[[ EXCERPTED RECORDS, beginning ]]
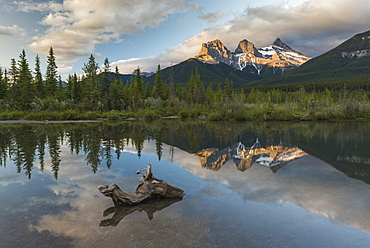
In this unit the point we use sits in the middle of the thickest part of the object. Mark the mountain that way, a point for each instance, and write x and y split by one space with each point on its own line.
350 60
278 57
209 73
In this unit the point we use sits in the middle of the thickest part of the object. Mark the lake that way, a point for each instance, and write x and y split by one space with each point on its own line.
250 184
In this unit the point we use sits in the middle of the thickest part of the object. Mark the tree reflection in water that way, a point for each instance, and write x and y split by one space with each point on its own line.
341 144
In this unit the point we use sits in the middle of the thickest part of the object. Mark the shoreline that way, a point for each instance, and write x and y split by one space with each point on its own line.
45 122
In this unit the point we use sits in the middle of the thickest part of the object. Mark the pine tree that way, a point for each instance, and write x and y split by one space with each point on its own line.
92 84
172 83
3 86
51 79
13 72
106 85
228 90
157 88
138 86
24 84
116 92
74 88
39 84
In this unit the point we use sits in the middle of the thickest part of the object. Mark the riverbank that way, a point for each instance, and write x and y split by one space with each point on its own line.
232 113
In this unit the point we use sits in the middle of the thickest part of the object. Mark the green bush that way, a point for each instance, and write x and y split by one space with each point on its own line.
214 116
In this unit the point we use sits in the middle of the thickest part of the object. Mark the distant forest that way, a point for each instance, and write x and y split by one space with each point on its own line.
30 95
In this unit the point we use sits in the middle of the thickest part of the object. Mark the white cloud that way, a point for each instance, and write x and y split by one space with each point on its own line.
312 27
74 27
212 17
10 31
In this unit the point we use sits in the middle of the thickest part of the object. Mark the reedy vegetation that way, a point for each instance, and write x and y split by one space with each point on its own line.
96 95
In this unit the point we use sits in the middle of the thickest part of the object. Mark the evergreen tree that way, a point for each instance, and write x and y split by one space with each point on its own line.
116 92
228 89
51 79
106 85
24 84
74 88
13 72
3 85
60 92
172 83
92 83
39 84
138 86
157 88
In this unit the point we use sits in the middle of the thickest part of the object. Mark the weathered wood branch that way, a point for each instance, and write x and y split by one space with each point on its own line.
149 187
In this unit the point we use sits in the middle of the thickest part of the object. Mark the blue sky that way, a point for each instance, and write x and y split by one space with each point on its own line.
146 33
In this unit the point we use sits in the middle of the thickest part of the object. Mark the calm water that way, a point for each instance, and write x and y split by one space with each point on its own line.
246 184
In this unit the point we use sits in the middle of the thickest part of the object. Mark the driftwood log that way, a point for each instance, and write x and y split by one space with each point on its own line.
149 187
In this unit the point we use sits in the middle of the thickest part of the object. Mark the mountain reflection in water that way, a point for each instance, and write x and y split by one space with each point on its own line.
150 206
274 157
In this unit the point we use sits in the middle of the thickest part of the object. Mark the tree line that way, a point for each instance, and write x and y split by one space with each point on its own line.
[[ EXCERPTED RECORDS, end ]]
Word for word, print every record, and leave out any picture.

In this unit the point we use sits in the middle of the thickest part of the object. Mark the mountain that way, a point for each instance, and write x and y split by one space with each point on its own line.
350 60
278 57
209 73
In this unit the point we use sits in the middle of the thickest part of the object. Mark the lake that way, a point for each instance, and write x and y split by one space with each point on its own line.
250 184
In this unit the point we use sits in the middle of the thickest part of the object. Mark the tree reflection in water that way, a point for each instance, and write x and y split by one space with each point on its own line.
341 144
In this unit the point we use sits in the middle of the thickest part of the object. Mark the shoreline that way, a point for each instance, and write x and y split by one space with each point on its own line.
45 122
In this unit the point we use sits in the middle of the thickest part of the object. Mark the pine tree that way, a point for each instance, and write x and y split by one space with each point on its own line.
92 84
172 83
3 86
51 79
13 72
106 85
228 90
157 88
138 86
24 84
116 92
74 88
39 84
In this unit the point we use sits in the middle of the thickest part of the object. Mark the riverbank that way, a point for each instance, and write x and y split by one space with each point on its own line.
232 113
In this unit the point we use sits in the middle of the thickest part of the object. Mark the green bush that way, a point for each instance, and write x and y split by one space with each point on its own line.
214 116
In this unit the point we use sits in the middle of the thickest part of the object. Mark the distant forest that way, a point for each instance, and write x and y split by one space with each point on its own line.
30 95
In this unit the point we use sits in the middle of the thickest part of the object. Mark the white cloud that way, a point for each instance, and write x and y split by one space with each point on its own line.
312 27
74 27
212 17
10 31
In this unit the point we use sits in the middle of the thickest part of the object. Mark the reedy vegetation that way, a point for each instance, and write x and y split by one space with each point on its own line.
96 95
In this unit the point we use sits in the middle of the thickest part of the object. Mark the evergreen tree that way, a point for each instance, and write x and y split by one space with each point on its own line.
116 92
228 89
51 79
106 85
24 84
74 88
13 72
3 85
60 92
172 83
92 83
39 84
138 86
157 88
In this unit the point we use sits in the middle of the thickest part of the object. Mark the weathered wood branch that way, a point for each instance, and write x and y split by one space with each point on its own line.
149 187
In this unit the point we use sits in the middle of the thickest part of the object. Mark the blue sky that way, a point for each instance, and write x and y split by one space with each point on its own line.
146 33
In this unit the point we use sits in the middle of the thickest part of the object. Mark the calm water that way, a point for each instance, and write x and y split by one space with each point on its own line.
246 184
In this unit the point we use sits in the middle of the thickest part of the object. Mark the driftwood log that way, a point for each instance, and write x and y split by one space with each point on its own line.
149 187
In this unit the point we use sits in the middle of the thickest part of the object. Mark the mountain reflection in water that way, a point for each instance, and write x and y split by one space with each point on its own line.
150 206
274 157
In this unit the point we use sits in the middle of the thickest part of the object. Mark the tree line that way, a point for each instance, and write x and y split by one space with each point on its own line.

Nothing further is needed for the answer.